** SUPPLIED ENTRIES follows **
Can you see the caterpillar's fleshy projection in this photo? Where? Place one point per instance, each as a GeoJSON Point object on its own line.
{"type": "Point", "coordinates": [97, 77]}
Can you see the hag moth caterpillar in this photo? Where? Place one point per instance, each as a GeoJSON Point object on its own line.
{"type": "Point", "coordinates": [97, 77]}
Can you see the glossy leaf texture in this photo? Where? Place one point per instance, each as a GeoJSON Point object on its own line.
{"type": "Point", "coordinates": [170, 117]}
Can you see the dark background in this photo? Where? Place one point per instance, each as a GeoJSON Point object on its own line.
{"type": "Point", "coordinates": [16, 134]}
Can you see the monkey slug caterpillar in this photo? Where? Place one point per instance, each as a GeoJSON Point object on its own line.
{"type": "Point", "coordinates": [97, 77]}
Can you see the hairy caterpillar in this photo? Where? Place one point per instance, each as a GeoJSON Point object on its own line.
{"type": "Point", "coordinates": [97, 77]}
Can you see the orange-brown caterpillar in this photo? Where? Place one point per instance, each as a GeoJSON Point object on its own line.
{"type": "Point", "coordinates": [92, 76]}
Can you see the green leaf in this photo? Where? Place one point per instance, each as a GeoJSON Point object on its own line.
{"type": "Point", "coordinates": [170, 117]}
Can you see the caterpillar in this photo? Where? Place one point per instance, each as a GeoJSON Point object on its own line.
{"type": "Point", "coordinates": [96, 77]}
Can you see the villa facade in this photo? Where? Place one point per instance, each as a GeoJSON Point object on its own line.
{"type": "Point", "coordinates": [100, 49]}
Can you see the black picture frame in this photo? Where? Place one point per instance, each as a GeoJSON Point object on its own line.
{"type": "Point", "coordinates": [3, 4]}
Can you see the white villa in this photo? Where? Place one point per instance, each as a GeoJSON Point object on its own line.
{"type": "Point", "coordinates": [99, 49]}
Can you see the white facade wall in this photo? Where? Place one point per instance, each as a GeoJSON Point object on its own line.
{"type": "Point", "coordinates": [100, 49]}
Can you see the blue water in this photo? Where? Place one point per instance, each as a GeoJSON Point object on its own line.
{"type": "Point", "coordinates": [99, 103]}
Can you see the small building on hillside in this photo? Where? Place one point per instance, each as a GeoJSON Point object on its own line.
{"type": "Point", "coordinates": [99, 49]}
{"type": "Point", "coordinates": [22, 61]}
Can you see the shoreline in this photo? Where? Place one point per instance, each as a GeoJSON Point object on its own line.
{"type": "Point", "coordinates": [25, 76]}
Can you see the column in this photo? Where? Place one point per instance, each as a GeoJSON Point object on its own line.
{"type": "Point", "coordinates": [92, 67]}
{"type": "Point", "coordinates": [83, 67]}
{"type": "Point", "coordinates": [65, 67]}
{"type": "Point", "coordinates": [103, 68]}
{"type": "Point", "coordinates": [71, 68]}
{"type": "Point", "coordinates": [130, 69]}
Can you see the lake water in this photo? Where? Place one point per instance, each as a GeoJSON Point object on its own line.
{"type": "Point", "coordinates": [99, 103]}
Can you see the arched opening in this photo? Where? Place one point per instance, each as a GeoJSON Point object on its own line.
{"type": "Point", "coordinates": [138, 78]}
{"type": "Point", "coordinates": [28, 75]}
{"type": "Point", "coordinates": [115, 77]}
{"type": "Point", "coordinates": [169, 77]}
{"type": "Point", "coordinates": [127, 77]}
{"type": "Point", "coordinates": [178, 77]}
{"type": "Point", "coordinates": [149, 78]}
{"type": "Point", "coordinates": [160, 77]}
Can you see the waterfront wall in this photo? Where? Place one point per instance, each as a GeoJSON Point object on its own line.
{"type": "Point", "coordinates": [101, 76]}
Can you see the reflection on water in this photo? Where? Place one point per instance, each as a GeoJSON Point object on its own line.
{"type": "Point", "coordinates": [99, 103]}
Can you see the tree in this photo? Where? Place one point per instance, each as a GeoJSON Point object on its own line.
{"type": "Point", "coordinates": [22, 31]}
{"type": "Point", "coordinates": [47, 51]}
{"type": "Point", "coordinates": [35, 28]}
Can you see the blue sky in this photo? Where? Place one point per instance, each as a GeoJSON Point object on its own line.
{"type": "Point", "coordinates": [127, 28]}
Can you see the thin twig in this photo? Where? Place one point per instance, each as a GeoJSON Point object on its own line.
** End of SUPPLIED ENTRIES **
Repeat the data in full, matching each line exactly.

Can you see the caterpillar's fleshy projection in this photo? Where? Place one point per instance, each as a GeoJSON Point object on its own line.
{"type": "Point", "coordinates": [97, 77]}
Can you see the hag moth caterpillar in this photo? Where? Place one point per instance, each as a GeoJSON Point object on its own line.
{"type": "Point", "coordinates": [97, 77]}
Can you see the glossy leaf texture in this photo? Where? Place one point per instance, each as a GeoJSON Point object on its own line.
{"type": "Point", "coordinates": [170, 117]}
Can you see the dark background in this photo? Where? Place one point per instance, each as a GeoJSON Point object on its own line.
{"type": "Point", "coordinates": [16, 134]}
Can you see the monkey slug caterpillar in this photo? Where? Place one point per instance, each as a GeoJSON Point object on its own line.
{"type": "Point", "coordinates": [97, 77]}
Can you see the hairy caterpillar in this photo? Where? Place one point per instance, each as a GeoJSON Point object on its own line.
{"type": "Point", "coordinates": [97, 77]}
Can you see the orange-brown caterpillar in this photo? Where? Place one point per instance, each as a GeoJSON Point object on its own line.
{"type": "Point", "coordinates": [92, 76]}
Can you see the green leaf in this photo? Where? Place one point per instance, each as a GeoJSON Point object on its own line.
{"type": "Point", "coordinates": [170, 117]}
Can you see the caterpillar in this photo? Where? Place one point per instance, each as a GeoJSON Point object on its own line.
{"type": "Point", "coordinates": [96, 77]}
Can you see the villa facade in this photo? Where? Place one point per instance, each as a GeoJSON Point object on its own line.
{"type": "Point", "coordinates": [100, 49]}
Can you see the black picture frame in this photo? Where? Place one point per instance, each as a GeoJSON Point object on its own line.
{"type": "Point", "coordinates": [3, 4]}
Can you see the white villa in this photo? Where? Place one point per instance, each as a GeoJSON Point object on its own line.
{"type": "Point", "coordinates": [99, 49]}
Can you see the white facade wall in this photo? Where? Place one point per instance, each as a GeoJSON Point object on its own line.
{"type": "Point", "coordinates": [100, 49]}
Can you see the blue water in this photo? Where? Place one point per instance, each as a GeoJSON Point object on its own line.
{"type": "Point", "coordinates": [99, 103]}
Can you see the small building on hillside in this photo? Where? Place one point per instance, each as a GeoJSON Point object on its own line.
{"type": "Point", "coordinates": [99, 49]}
{"type": "Point", "coordinates": [22, 61]}
Can you see the shoreline in this photo? Where? Place one point per instance, each as a GeoJSON Point object on its own line.
{"type": "Point", "coordinates": [25, 76]}
Can you see the column in this photo? Where? Place one point per instance, each as a GeoJSON Point object on its own line.
{"type": "Point", "coordinates": [92, 67]}
{"type": "Point", "coordinates": [83, 67]}
{"type": "Point", "coordinates": [65, 67]}
{"type": "Point", "coordinates": [103, 68]}
{"type": "Point", "coordinates": [71, 68]}
{"type": "Point", "coordinates": [130, 69]}
Can you see the lake water in this photo? Where? Place one point per instance, each as a GeoJSON Point object on its own line.
{"type": "Point", "coordinates": [99, 103]}
Can you see the arched opening in this photo? Where? Place one point per instance, each as a GeoJSON Point object on its own line.
{"type": "Point", "coordinates": [138, 78]}
{"type": "Point", "coordinates": [28, 75]}
{"type": "Point", "coordinates": [115, 77]}
{"type": "Point", "coordinates": [169, 77]}
{"type": "Point", "coordinates": [127, 77]}
{"type": "Point", "coordinates": [178, 77]}
{"type": "Point", "coordinates": [149, 78]}
{"type": "Point", "coordinates": [160, 77]}
Can you see the waterfront wall in this photo? Where? Place one point per instance, each as a GeoJSON Point object on its own line.
{"type": "Point", "coordinates": [101, 76]}
Can you see the reflection on water in this photo? Where? Place one point per instance, each as a GeoJSON Point object on its own line.
{"type": "Point", "coordinates": [99, 103]}
Can you see the tree in this photo? Where? Place one point per instance, each as a GeoJSON Point object on its own line.
{"type": "Point", "coordinates": [22, 31]}
{"type": "Point", "coordinates": [47, 51]}
{"type": "Point", "coordinates": [35, 28]}
Can you see the blue sky in this photo? Where? Place one point per instance, each as a GeoJSON Point object on its own line.
{"type": "Point", "coordinates": [127, 28]}
Can you see the thin twig in this photo? Where? Place one point per instance, each as a GeoJSON Point object on its own line.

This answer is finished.